#### [DATA IN THIS EXERCISE]
**********

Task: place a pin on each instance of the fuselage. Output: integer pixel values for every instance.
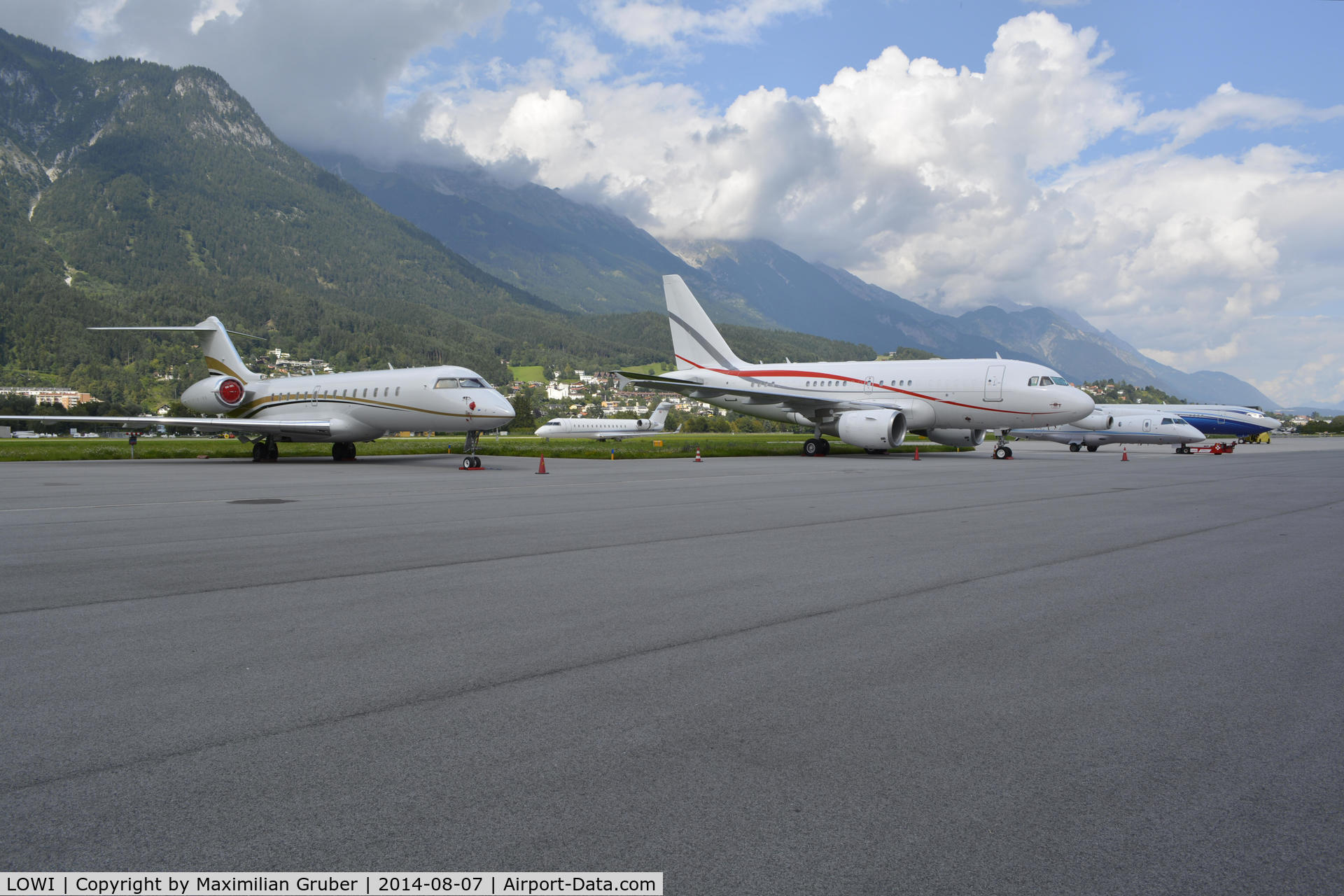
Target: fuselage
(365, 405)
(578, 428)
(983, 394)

**********

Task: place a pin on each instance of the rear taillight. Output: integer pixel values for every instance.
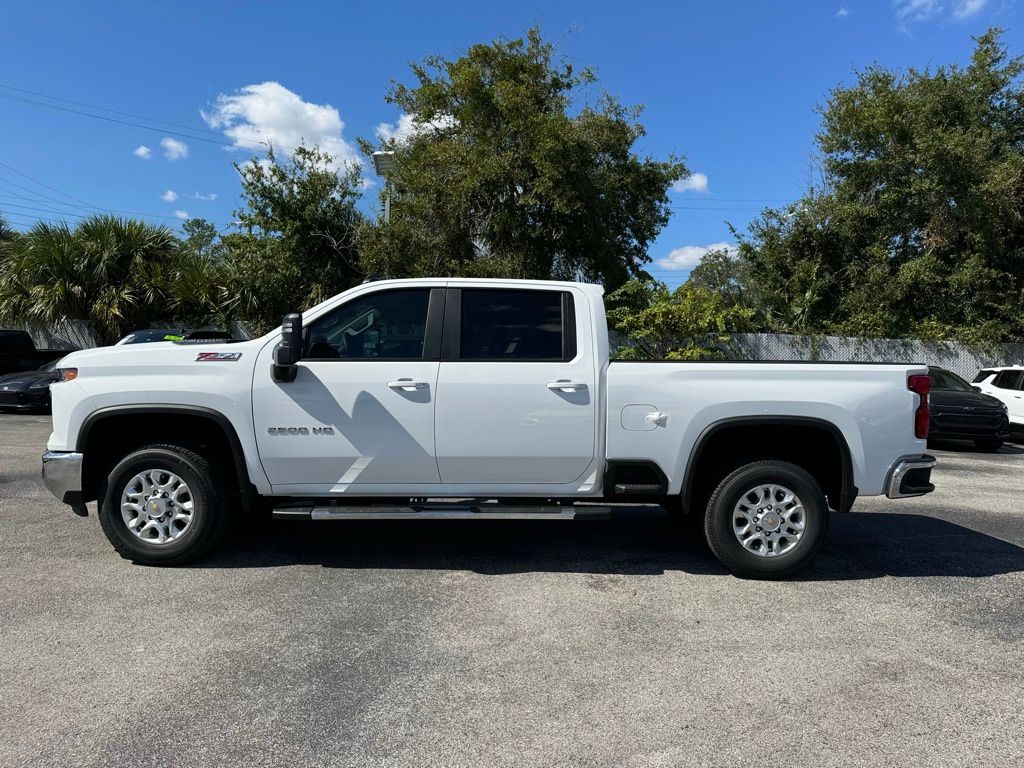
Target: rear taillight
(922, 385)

**********

#### [JOB]
Extract all lines in the data above that contain the word "every". Treat uppercase and lowercase as different.

#### [ANSWER TO THIS TASK]
Task: place a pin on each instance of the fuselage. Output: integer pixel values for every instance.
Task: place a pin on each instance of the rear taillight. Output: integer pixel values for every instance.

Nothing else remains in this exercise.